• _Job_
Can you copy out every row below, reproducing each line word for word?

• _Data supplied_
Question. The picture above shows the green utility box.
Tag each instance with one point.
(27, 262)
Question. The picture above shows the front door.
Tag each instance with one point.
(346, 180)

• _Full response_
Question. The picture above shows the green utility box.
Tag each instance with one point.
(27, 262)
Question. The picture above shows the front door.
Tag each instance with one point.
(346, 180)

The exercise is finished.